Ancien journaliste du National Post, Michael Friscolanti est maintenant rédacteur principal au magazine Maclean’s. Diplômé de l’Université Lakehead et du programme de deuxième cycle de la Ryerson School of Journalism, il a été rédacteur au journal étudiant de Ryerson, The Eyeopener, et a reçu, à ce titre, le prix de journalisme étudiant de l’Association canadienne des journalistes. Il n’est donc pas surprenant que l’auteur écrive avec la perspective d’un journaliste « pour raconter l’histoire et laisser les lecteurs tirer leurs propres conclusions [...], explique-t-il. Ce n’est que des années plus tard, quand j’ai commencé à rassembler l’information pour ce livre, que j’ai constaté à quel point il restait des choses à dire sur cet événement. »

En résumé, le récit concerne les événements entourant la mort de quatre soldats canadiens et les blessures subies par huit de leurs camarades après le largage d’une bombe par deux chasseurs F-16 de l’aviation américaine. Rappelons que l’incident est survenu le soir du 17 avril 2002, pendant que les militaires canadiens effectuaient des tirs de nuit dans la zone d’instruction à la ferme Tarnak, près de Kandahar, en Afghanistan.

Les Canadiens ont été très choqués du fait qu’une bombe larguée par des forces amies a causé les quatre premières pertes de vies humaines dans le cadre de la mission afghane. L’incident et ses séquelles ont fait l’objet d’une large couverture médiatique. Friscolanti a examiné une foison de rapports officiels et a mené plusieurs longues entrevues avec les survivants, les familles concernées, les enquêteurs, les deux pilotes en cause ainsi que leur équipe d’avocats pour finalement livrer un récit passionnant. Ces décès ont été les premiers d’une longue série, à laquelle s’ajoute un deuxième incident de « tir ami » en 2006. Les Canadiens se sont peut-être un peu endurcis à force de pertes, mais ils arrivent difficilement à oublier le choc ressenti à la suite des quatre premiers décès causés, de surcroît, par un allié.

Le livre suit un ordre chronologique, depuis le soir fatidique à la ferme Tarnak jusqu’aux dernières entrevues entre l’auteur et les pilotes, en passant par les enquêtes et les audiences. Rédigé au présent, dans un style très journalistique, le livre est rempli de dialogues tirés de rapports et d’entrevues et garde toujours le lecteur dans le feu de l’action. Le matériel frôle parfois le banal – le genre de témoignages que connaissent bien les amateurs du Reader’s Digest –, mais il n’en captive pas moins l’intérêt du lecteur tout au long du récit.
- - - - - - -
◆ **Consigne a**
D'après le texte cité, à quelle date l'incident de la ferme Tarnak s'est-il produit ?
- - - - - - -
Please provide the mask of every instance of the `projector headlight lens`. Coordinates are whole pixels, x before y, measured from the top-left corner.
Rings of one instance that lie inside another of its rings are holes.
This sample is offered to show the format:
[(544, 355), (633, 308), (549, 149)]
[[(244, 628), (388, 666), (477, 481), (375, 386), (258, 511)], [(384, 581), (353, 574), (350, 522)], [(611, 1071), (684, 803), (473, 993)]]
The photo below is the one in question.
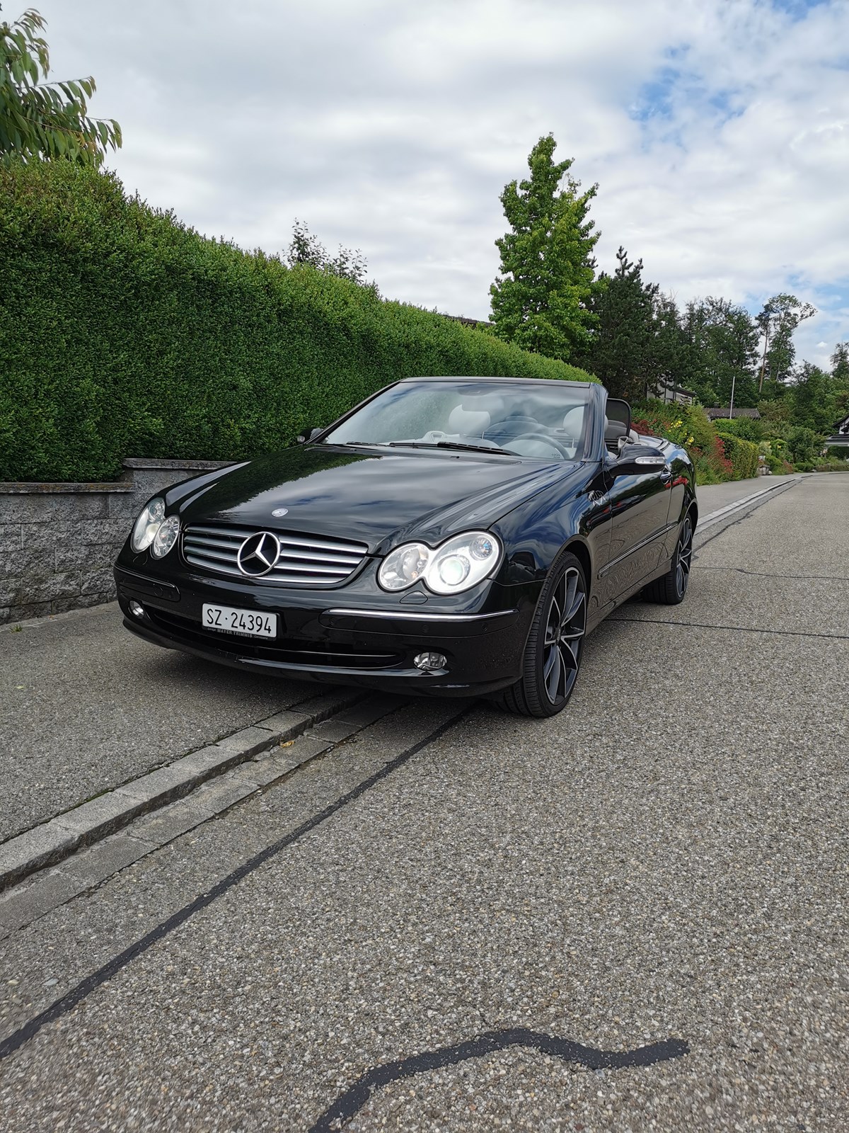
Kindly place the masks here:
[(142, 509), (142, 514), (138, 517), (132, 528), (130, 546), (136, 554), (138, 554), (139, 551), (147, 551), (153, 540), (156, 538), (156, 533), (158, 531), (160, 525), (164, 518), (165, 501), (162, 496), (154, 496), (154, 499)]
[(423, 543), (405, 543), (384, 559), (377, 579), (385, 590), (405, 590), (422, 577), (429, 557)]
[(378, 581), (385, 590), (405, 590), (423, 580), (434, 594), (461, 594), (491, 574), (501, 545), (488, 531), (466, 531), (436, 551), (423, 543), (405, 543), (384, 559)]
[(500, 557), (501, 545), (495, 535), (455, 535), (432, 553), (424, 581), (435, 594), (460, 594), (490, 576)]
[(151, 554), (154, 559), (164, 559), (169, 553), (171, 547), (177, 543), (177, 536), (180, 534), (180, 520), (177, 516), (169, 516), (160, 525), (160, 529), (153, 539), (153, 546), (151, 547)]

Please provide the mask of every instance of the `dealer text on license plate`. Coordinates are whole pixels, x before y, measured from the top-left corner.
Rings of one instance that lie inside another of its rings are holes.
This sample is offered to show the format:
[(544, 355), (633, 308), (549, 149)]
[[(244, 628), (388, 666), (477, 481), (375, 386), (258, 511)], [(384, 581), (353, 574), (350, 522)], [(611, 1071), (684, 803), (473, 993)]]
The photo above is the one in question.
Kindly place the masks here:
[(241, 633), (243, 637), (276, 637), (277, 615), (257, 610), (235, 610), (233, 606), (212, 606), (204, 603), (204, 629), (222, 633)]

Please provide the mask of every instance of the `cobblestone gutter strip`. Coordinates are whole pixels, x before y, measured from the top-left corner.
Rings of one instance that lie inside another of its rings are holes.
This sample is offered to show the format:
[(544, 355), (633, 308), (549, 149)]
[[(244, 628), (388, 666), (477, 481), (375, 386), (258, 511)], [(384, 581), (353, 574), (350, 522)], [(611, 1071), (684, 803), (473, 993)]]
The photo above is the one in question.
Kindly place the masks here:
- - - - - - -
◆ **Consigne b**
Comptez les lignes des données qui contiennent la chaîne « measured », en respectant la casse. Indiquez seulement ce nombre.

◆ **Corrigé a**
Le soir du 17 avril 2002.

◆ **Corrigé b**
3